### Your goal:
After finding "Traffic-operations request: mark the white wall" in the material below, output its line and every line after it through the last, exactly, but not the pictures.

▼

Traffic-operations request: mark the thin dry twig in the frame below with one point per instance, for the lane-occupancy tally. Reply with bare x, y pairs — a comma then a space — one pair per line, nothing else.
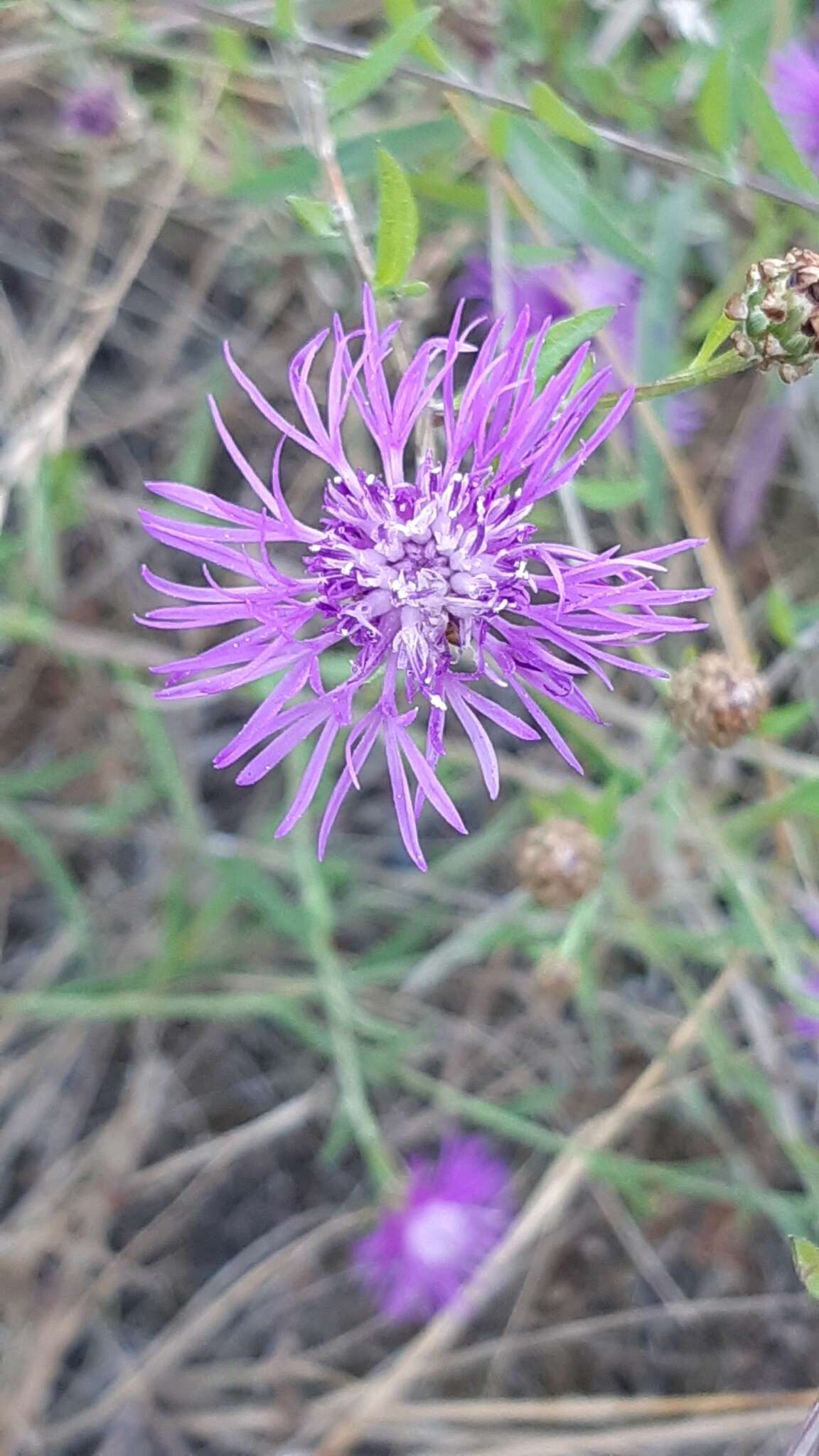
544, 1209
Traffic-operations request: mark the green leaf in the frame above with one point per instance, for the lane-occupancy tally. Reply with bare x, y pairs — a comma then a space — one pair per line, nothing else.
560, 117
563, 194
714, 104
378, 66
776, 147
318, 218
786, 719
609, 496
401, 11
284, 18
566, 337
398, 225
413, 290
716, 336
781, 623
296, 169
756, 819
232, 48
806, 1263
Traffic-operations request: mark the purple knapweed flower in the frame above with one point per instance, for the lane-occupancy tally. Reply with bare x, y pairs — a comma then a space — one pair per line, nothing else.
429, 577
452, 1215
94, 111
599, 283
795, 92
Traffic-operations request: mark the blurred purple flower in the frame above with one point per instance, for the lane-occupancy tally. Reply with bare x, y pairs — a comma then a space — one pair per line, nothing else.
602, 283
795, 92
759, 446
802, 1022
92, 111
451, 1216
430, 579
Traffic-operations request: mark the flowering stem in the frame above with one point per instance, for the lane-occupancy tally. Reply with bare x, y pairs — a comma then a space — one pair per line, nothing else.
340, 1012
722, 368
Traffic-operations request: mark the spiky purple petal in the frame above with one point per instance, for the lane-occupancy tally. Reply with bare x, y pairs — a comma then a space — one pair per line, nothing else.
430, 579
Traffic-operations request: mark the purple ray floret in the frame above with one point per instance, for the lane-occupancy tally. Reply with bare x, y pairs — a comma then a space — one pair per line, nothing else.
451, 1216
429, 579
795, 92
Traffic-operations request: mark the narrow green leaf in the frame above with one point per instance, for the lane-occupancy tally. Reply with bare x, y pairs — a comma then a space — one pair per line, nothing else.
714, 104
716, 336
756, 819
366, 76
564, 196
413, 290
781, 623
398, 225
609, 496
560, 117
232, 48
401, 11
318, 218
567, 336
806, 1263
776, 147
437, 187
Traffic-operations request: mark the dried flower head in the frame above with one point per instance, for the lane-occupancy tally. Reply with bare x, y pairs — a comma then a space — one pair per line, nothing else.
716, 702
795, 92
778, 314
451, 1216
559, 862
429, 577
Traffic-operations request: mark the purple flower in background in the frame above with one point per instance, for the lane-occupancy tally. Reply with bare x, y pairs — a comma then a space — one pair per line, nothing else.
803, 1022
795, 92
451, 1218
534, 289
601, 283
92, 111
427, 577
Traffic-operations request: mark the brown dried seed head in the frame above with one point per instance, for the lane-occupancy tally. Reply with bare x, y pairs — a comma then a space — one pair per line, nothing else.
716, 702
559, 862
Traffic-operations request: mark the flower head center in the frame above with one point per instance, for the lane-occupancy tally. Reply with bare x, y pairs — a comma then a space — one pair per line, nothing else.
422, 565
437, 1233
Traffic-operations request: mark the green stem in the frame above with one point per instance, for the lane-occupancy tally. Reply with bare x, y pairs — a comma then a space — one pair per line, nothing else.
341, 1014
722, 368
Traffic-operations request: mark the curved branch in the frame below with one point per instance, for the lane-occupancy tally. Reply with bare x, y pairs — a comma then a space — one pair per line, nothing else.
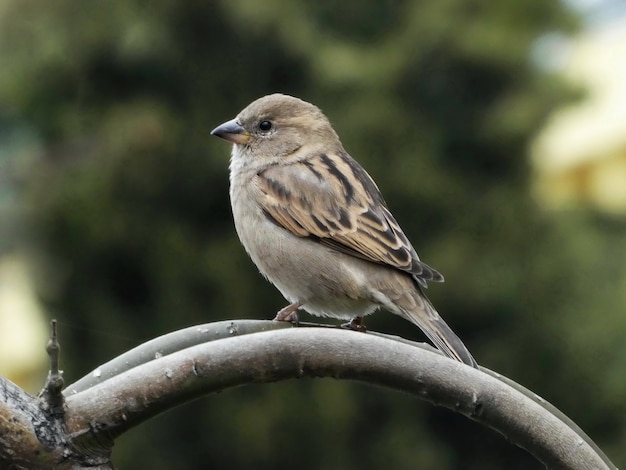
106, 410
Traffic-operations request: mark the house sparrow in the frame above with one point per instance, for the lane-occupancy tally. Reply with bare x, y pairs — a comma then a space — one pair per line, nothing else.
315, 224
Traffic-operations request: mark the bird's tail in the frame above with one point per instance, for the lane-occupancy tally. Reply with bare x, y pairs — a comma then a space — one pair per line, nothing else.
438, 331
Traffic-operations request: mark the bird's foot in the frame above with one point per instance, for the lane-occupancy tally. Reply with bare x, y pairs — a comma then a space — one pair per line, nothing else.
289, 313
355, 324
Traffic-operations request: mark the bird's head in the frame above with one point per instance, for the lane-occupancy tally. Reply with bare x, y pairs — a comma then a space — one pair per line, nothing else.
276, 126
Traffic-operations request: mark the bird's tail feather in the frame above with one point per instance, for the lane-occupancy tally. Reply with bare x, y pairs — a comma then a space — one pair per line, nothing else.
438, 331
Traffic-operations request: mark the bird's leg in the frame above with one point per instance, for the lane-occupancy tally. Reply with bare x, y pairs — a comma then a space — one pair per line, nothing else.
355, 324
289, 313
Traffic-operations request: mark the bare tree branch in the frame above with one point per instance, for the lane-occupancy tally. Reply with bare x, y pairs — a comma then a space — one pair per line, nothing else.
188, 364
130, 398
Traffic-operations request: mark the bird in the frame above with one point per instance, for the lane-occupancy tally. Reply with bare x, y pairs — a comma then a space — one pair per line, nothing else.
316, 225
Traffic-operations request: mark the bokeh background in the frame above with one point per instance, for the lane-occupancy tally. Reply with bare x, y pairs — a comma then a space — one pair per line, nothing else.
496, 131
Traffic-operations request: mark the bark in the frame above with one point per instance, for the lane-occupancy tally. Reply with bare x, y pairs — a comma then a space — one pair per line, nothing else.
211, 358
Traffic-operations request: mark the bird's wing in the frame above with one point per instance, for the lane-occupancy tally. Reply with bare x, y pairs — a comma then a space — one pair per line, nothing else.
330, 197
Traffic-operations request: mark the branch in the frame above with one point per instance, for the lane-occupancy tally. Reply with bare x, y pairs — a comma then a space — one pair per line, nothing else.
108, 409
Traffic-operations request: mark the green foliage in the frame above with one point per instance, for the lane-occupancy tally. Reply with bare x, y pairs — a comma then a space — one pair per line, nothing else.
439, 100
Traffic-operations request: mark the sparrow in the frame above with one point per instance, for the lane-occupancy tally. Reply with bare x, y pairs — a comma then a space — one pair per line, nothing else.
316, 225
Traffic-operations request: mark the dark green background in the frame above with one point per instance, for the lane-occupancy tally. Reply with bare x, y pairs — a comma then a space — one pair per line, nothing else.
125, 203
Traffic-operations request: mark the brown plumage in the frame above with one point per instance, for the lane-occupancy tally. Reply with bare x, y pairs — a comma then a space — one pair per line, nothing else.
316, 225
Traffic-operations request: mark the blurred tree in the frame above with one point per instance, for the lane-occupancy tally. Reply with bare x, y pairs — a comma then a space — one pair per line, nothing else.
438, 100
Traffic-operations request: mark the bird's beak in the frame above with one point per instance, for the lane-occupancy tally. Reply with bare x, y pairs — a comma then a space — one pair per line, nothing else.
232, 131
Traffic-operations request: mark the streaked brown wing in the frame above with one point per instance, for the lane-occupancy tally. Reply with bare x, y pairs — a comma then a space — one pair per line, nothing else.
332, 198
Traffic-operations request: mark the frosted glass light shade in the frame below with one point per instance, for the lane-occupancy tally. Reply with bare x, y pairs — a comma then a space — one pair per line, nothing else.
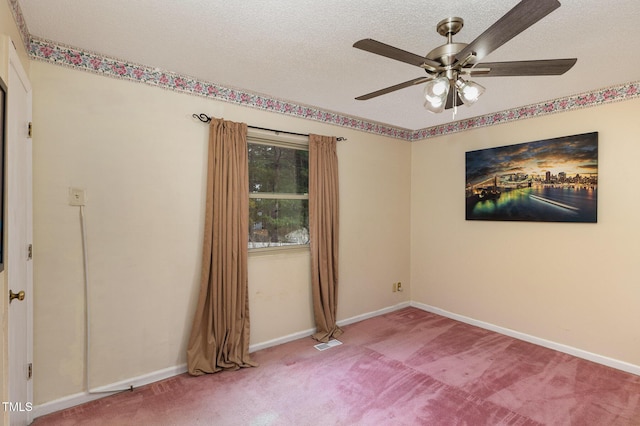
435, 94
469, 91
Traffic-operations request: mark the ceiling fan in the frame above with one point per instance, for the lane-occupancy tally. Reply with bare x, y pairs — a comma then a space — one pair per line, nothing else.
447, 64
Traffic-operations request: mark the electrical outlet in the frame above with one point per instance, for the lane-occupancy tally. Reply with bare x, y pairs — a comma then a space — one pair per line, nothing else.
77, 197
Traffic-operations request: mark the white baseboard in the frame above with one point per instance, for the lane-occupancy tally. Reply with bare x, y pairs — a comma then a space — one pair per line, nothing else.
368, 315
600, 359
124, 385
309, 332
102, 391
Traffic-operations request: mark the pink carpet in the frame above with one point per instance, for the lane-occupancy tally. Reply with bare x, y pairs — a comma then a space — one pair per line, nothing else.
408, 367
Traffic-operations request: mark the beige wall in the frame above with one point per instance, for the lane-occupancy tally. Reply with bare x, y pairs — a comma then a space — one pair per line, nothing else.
573, 284
141, 158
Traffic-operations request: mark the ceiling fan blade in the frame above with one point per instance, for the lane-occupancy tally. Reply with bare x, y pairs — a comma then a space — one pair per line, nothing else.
393, 88
519, 68
388, 51
522, 16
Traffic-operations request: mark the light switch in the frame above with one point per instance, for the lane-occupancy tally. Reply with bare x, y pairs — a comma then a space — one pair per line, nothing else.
77, 197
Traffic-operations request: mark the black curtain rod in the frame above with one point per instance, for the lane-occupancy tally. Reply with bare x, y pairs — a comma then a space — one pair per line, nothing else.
206, 119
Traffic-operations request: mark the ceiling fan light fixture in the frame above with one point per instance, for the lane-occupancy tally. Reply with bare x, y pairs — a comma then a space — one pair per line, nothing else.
469, 91
435, 94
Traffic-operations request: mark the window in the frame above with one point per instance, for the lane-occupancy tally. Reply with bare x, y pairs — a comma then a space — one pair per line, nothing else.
278, 190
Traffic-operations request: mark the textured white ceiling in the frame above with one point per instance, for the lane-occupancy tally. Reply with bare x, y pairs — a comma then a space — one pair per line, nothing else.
301, 51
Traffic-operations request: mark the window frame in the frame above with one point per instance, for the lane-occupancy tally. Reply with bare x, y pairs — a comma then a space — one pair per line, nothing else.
281, 140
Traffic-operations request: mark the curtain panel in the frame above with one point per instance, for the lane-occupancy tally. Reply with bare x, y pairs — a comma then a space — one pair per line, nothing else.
323, 232
220, 333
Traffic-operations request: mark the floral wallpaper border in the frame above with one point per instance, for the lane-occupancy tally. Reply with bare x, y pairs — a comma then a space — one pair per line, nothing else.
59, 54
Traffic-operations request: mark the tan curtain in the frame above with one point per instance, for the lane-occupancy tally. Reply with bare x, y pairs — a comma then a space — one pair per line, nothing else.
323, 231
220, 332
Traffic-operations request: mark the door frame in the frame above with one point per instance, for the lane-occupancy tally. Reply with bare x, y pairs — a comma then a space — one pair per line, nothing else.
20, 134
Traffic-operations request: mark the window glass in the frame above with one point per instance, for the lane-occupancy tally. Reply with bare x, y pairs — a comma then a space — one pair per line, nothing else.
278, 195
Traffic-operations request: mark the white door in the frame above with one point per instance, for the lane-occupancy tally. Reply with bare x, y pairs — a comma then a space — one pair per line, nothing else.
18, 228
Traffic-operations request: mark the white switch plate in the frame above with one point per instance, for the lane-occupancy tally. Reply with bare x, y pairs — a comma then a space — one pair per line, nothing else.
77, 197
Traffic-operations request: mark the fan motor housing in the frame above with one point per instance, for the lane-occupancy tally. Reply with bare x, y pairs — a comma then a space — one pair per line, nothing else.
446, 53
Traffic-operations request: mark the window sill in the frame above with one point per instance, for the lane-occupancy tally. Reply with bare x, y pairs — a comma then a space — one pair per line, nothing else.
266, 251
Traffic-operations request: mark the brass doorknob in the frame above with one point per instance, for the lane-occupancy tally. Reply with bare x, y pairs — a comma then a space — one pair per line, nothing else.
19, 295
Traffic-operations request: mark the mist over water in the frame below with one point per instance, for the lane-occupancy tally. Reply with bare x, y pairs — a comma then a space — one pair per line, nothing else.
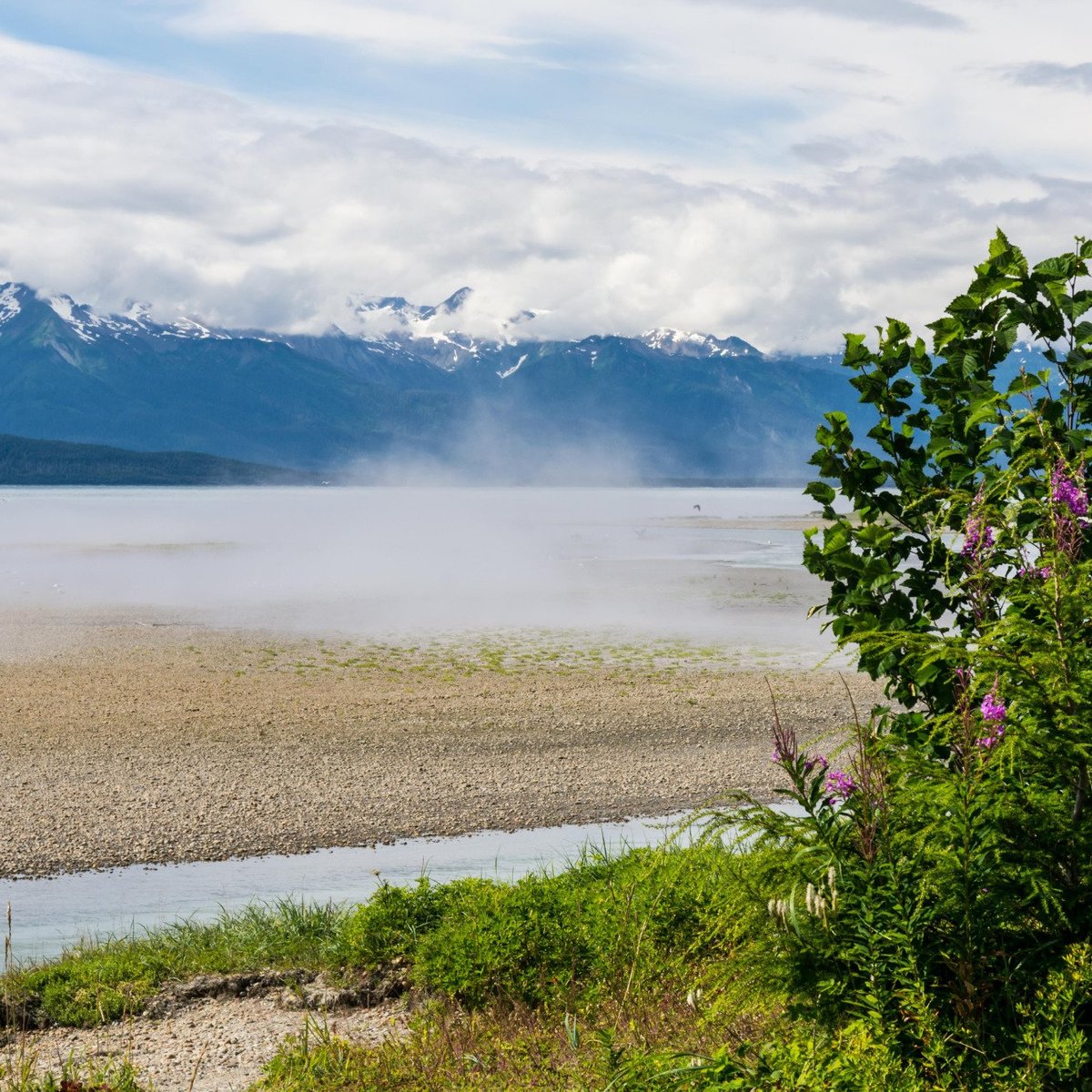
382, 561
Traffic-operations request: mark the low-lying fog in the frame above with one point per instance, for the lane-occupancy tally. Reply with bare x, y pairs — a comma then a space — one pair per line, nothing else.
408, 561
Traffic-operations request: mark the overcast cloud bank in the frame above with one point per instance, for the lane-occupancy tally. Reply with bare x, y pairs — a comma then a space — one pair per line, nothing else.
781, 172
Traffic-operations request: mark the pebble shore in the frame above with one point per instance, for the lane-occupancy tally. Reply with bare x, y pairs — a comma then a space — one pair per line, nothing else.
167, 743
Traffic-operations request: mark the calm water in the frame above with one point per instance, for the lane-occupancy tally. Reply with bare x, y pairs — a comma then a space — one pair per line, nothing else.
389, 560
386, 561
52, 915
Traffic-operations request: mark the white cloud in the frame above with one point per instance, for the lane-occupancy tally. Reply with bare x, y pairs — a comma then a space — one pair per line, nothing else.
904, 142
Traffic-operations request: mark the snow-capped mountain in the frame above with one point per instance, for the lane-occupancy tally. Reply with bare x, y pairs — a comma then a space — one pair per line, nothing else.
402, 380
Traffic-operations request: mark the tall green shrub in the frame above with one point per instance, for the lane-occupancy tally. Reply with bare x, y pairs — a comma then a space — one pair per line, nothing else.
938, 894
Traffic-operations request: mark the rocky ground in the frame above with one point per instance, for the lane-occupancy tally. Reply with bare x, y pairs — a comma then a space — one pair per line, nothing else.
131, 741
165, 743
214, 1046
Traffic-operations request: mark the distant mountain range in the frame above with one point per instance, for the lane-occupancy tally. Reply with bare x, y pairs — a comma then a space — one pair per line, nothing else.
56, 462
398, 389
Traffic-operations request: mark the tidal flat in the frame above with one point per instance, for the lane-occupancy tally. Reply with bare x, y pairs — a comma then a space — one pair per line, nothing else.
348, 667
154, 743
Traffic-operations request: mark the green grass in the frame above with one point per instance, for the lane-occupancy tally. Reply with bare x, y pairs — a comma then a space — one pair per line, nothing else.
97, 983
566, 980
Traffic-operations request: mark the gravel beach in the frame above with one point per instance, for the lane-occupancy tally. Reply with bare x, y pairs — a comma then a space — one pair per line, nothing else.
132, 743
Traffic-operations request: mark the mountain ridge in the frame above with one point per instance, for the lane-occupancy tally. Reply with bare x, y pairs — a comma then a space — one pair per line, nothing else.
664, 404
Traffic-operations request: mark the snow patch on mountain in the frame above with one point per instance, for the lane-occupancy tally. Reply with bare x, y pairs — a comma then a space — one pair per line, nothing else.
683, 343
9, 301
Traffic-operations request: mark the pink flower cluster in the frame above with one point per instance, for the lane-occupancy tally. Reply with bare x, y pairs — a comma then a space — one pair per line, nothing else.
1042, 572
993, 713
1067, 492
978, 539
840, 785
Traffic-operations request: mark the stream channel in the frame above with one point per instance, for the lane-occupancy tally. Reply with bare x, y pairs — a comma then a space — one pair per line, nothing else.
55, 913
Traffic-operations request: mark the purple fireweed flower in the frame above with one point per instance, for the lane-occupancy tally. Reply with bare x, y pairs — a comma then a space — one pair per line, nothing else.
1066, 492
1041, 572
993, 708
840, 785
978, 539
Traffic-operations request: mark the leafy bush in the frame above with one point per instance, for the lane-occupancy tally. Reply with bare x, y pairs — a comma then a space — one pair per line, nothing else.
939, 895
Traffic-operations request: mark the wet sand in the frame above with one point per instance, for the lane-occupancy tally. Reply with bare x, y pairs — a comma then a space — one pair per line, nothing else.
129, 741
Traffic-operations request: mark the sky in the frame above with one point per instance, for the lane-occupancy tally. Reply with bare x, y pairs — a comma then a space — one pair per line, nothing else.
781, 170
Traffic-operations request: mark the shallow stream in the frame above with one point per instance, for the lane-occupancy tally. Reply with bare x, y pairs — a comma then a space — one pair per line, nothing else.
52, 915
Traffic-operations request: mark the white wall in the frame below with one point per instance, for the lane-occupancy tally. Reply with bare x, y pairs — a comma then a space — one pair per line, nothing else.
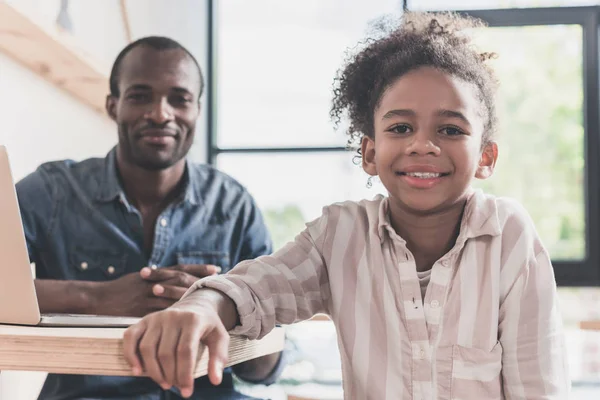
40, 122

▲

### Exercise answer:
Traffic-operations request: mark the white wall in the frame below with one point per instance, for the lane-occupancy tally. Reply with bare x, y pairs — a comma then a space — one pair per line, nothing else.
40, 122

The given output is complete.